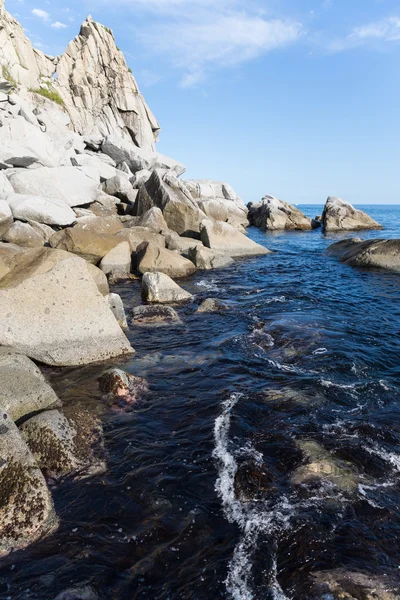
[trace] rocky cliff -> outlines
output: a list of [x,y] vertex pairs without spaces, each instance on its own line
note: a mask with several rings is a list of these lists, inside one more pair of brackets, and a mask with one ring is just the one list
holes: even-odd
[[0,69],[12,84],[54,91],[77,133],[95,138],[117,134],[154,150],[160,126],[111,30],[91,17],[64,54],[53,58],[33,48],[0,0]]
******
Your task ->
Rewrite the material above as a numbered list with one item per line, skipping blank lines. Leave the picture out of your answer.

Complete output ->
1. [trace] rocky cliff -> outlines
2. output: a list of [x,y] vertex pairs without spaces, each instance on its own line
3. note: a mask with several rings is a list of these lists, inside one more pair of brackets, and a mask with one ring is just the one list
4. holes: even-odd
5. [[0,69],[12,84],[54,91],[77,133],[95,138],[117,134],[154,150],[160,126],[111,30],[91,17],[64,54],[53,58],[33,48],[0,0]]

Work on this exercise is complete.